*Exercice court A*: Mettez à jour, dans la liste, le passage allant de la ligne qui contient "y=351, one point per instance." jusqu'à celle qui contient "x=1096, y=337", toutes deux comprises. Remplacez-y "woman's arm" par "woman's hand" et reproduisez le reste à l'identique.
* * * * *
L'imposteur qui a mis la Cité de Dieu sous le nom à Augustin savait l'histoire de ces églises aussi bien que Fronton, Lollius Avitus, proconsul d'Afrique sous Antonin, Claudius Maximus, son successeur, Apulée dont nous parlerons bientôt et Minucius Félix. Personne n'était pénétré davantage de l'inexistence de Jésus, de la scélératesse des apôtres et de leurs disciples. Il avait par devers lui le texte original de toutes les enquêtes faites sur les jehouddolâtres et tous les jugements rendus contre les primitives églises. Si l'on veut savoir ce qu'espéraient obtenir de Bar-Jehoudda ses premiers prêtres, c'est dans la Cité de Dieu qu'il faut le rechercher, puisqu'on a détruit tout le reste ! C'est pour hâter le retour du Roi-christ qu'ils sacrifiaient l'enfant en bas âge, c'est pour savoir la date de son avènement qu'ils le sacrifiaient adulte. Les idolâtres, dit Augustin, ont imaginé certains vers grecs d'un oracle des dieux païens qui, à la vérité, absolvent le christ de ce prétendu crime de sacrilège, mais imputent à Pierre d'avoir usé de maléfices pour faire adorer le nom du christ... Ce n'est pas le christ qui a enseigné la magie à son disciple Pierre[91], il est innocent de ces maléfices ! Et puis qu'est-ce que ces dieux qui peuvent prédit mais qui ne peuvent empêcher ? Par le seul crime d'un scélérat, par la seule magie d'un sacrifice où, disent-ils, un enfant d'un an est égorgé, coupé en morceaux et enseveli avec d'abominables rites, ils sont à ce point vaincus qu'ils laissent, et depuis si longtemps ! cette secte, leur ennemie, grandir, triompher, non par la force mais par la patience, de tant de persécutions cruelles parvenir même à la destruction de leurs statues, de leurs temples, de leur culte et de leurs oracles ! Qui est le dieu, le leur à coup sûr (non le nôtre), qui s'est laissé surprendre ou convaincre par un tel crime ? Car d'après les vers en question, ce n'est pas à un démon, c'est à un dieu que Pierre et sa magie offrent ces sacrifices[92]. Ils ont un tel dieu ceux qui n'ont pas christ ![93]

 

Dans une autre église encore plus christienne celle-là, on attend que l'enfant ait grandi, qu'il soit conscient du sacrifice auquel il se prête, qu'il ait l'Esprit-Saint, le don de la prophétie. On l'endort ou on l'enchante au milieu des hymnes, on lui pose des questions, ou plutôt la question qui les contient toutes : Dis-nous quand viendra le Royaume des Juifs ? Et quand il a répondu en donnant l'espoir aux assistants, on se rue sur lui, on l'égorge dans son sommeil avant qu'il ne puisse se rétracter, et pendant le sacrifice on compte par grains d'encens brûlés les années qui sépare l'église de l'avènement du Royaume[94]. Pourquoi cette église ne veut-elle plus de l'enfant en bas âge ? Parce que, ne parlant pas, il n'a pu se faire exaucer. Bar-Jehoudda demeure insensible à ce sacrifice. Deux jubilés se sont écoulés depuis son départ pour le ciel et il n'en vient pas. Une foi plus éclairée commande qu'on lui expédie des truchements plus diserts, à lui qui interprétait si éloquemment les dispositions du Verbe !
* * * * *
*Exercice court B*: D'après l'extrait, comment compte-t-on, pendant le sacrifice, les années qui séparent l'église de l'avènement du Royaume ?

[Relevés de points étiquetés]
* * * * *
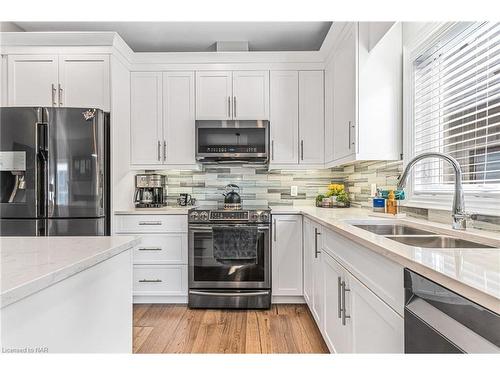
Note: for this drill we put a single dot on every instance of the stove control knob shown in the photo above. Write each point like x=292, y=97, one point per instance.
x=264, y=217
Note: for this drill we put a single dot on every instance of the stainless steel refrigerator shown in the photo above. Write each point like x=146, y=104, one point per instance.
x=54, y=168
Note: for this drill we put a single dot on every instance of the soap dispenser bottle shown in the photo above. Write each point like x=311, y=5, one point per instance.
x=391, y=203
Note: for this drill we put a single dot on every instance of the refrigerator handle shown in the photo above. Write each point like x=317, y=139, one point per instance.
x=41, y=168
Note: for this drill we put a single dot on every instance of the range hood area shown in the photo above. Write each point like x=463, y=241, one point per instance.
x=232, y=141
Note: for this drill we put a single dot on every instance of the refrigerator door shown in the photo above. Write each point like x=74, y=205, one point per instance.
x=76, y=171
x=19, y=128
x=22, y=227
x=76, y=227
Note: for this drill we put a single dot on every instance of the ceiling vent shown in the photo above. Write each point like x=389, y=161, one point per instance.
x=231, y=46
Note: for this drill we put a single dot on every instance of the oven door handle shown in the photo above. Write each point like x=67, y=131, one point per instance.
x=229, y=294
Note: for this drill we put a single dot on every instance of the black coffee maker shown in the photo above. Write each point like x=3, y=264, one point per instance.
x=150, y=191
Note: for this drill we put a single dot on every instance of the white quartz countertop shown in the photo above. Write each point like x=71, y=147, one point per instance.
x=473, y=273
x=30, y=264
x=155, y=211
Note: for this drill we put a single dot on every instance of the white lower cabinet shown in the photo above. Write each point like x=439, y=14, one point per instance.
x=287, y=255
x=160, y=272
x=351, y=315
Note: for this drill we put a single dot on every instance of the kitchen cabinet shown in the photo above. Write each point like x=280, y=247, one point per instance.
x=84, y=81
x=363, y=91
x=59, y=81
x=178, y=118
x=162, y=119
x=160, y=261
x=287, y=255
x=146, y=118
x=311, y=117
x=297, y=119
x=232, y=95
x=32, y=80
x=284, y=98
x=313, y=270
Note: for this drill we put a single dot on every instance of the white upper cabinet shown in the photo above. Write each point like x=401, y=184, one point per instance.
x=32, y=80
x=59, y=81
x=84, y=81
x=250, y=95
x=146, y=118
x=311, y=117
x=238, y=95
x=214, y=95
x=364, y=94
x=287, y=255
x=178, y=118
x=344, y=96
x=284, y=93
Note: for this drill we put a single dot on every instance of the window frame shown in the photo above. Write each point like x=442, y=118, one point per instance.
x=487, y=203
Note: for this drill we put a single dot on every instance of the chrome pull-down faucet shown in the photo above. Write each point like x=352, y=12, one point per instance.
x=459, y=216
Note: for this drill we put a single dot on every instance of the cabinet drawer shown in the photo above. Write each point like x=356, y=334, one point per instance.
x=151, y=223
x=160, y=280
x=162, y=249
x=382, y=276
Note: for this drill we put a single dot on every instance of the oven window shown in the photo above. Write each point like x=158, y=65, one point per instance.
x=207, y=268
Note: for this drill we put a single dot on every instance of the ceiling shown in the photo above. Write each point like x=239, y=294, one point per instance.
x=201, y=36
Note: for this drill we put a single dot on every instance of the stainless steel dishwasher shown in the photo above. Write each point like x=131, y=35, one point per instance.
x=438, y=320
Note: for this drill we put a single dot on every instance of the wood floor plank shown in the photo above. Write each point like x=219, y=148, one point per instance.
x=177, y=329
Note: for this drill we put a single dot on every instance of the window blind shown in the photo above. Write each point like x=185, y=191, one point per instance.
x=456, y=109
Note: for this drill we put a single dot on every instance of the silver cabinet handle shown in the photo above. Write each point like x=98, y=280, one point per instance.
x=349, y=131
x=149, y=222
x=54, y=103
x=316, y=234
x=60, y=94
x=344, y=310
x=339, y=296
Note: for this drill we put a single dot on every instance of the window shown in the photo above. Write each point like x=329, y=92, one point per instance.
x=456, y=109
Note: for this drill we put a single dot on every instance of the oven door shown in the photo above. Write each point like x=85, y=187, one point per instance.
x=205, y=271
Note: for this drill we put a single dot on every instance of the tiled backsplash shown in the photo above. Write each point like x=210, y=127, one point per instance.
x=262, y=187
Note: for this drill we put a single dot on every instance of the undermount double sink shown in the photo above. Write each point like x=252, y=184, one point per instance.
x=412, y=236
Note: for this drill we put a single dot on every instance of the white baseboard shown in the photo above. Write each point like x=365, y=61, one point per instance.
x=160, y=299
x=288, y=299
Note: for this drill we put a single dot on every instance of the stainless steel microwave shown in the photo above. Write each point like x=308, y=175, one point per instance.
x=232, y=141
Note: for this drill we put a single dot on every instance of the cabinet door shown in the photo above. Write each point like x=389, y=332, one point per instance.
x=284, y=117
x=308, y=251
x=178, y=118
x=344, y=95
x=287, y=255
x=250, y=95
x=311, y=117
x=214, y=95
x=336, y=335
x=32, y=80
x=374, y=326
x=146, y=118
x=317, y=276
x=84, y=81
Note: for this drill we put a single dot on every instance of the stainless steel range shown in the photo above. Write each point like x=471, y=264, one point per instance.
x=230, y=258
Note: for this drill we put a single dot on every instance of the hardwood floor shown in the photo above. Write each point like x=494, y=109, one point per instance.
x=177, y=329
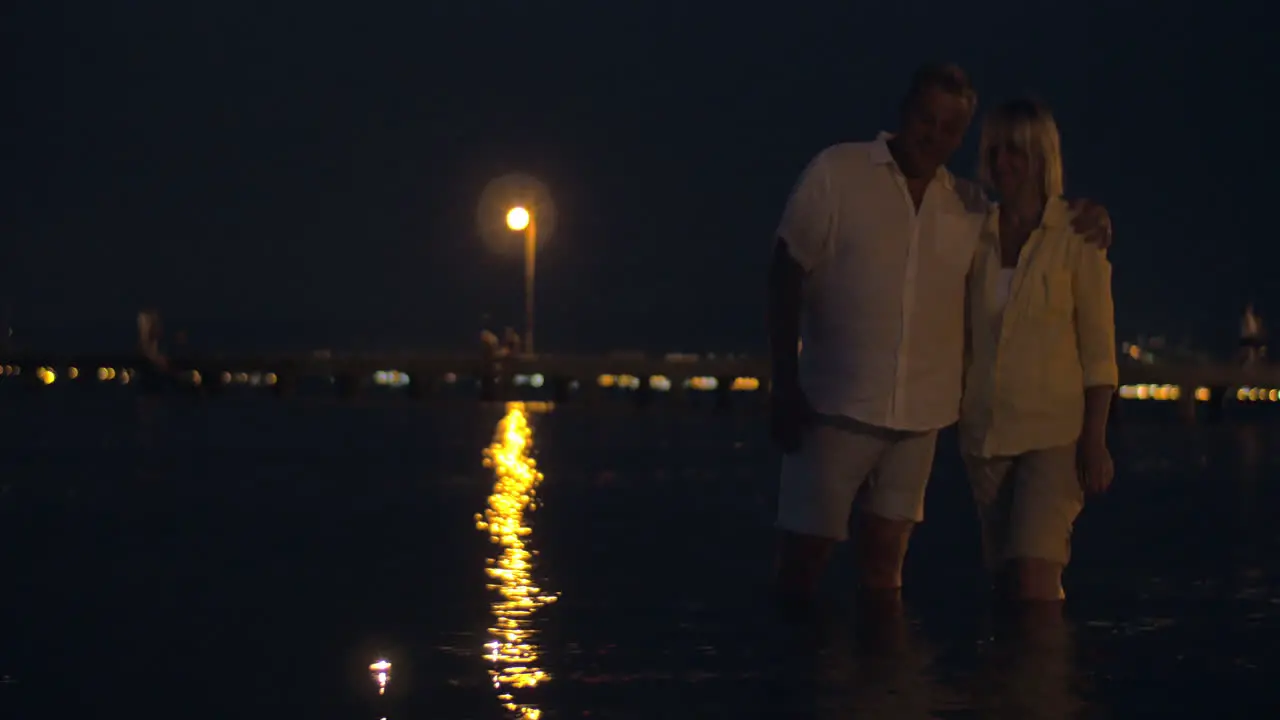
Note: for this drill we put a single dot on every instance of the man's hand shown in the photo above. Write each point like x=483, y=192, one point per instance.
x=1095, y=466
x=789, y=415
x=1092, y=220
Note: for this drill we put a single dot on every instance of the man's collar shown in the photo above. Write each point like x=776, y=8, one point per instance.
x=881, y=155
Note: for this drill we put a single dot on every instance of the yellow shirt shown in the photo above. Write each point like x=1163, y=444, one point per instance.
x=1032, y=356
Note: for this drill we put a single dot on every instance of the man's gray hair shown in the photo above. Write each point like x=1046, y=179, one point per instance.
x=947, y=77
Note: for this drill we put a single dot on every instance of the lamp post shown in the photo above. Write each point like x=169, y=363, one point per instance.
x=520, y=219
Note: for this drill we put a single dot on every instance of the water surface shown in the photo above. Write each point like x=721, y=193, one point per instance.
x=245, y=557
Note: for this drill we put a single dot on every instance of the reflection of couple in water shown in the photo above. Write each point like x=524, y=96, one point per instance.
x=877, y=665
x=922, y=305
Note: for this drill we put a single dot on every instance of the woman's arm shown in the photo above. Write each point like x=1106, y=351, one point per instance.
x=1096, y=337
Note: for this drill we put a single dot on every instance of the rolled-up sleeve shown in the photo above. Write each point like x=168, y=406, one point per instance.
x=1095, y=318
x=807, y=219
* * * * *
*Réponse A*:
Note: for this drill we put a single dot on every instance of the woman's hand shown in the photo above. Write each point like x=1106, y=351, one point per instance.
x=1096, y=337

*Réponse B*: On les compte par grains d'encens brûlés.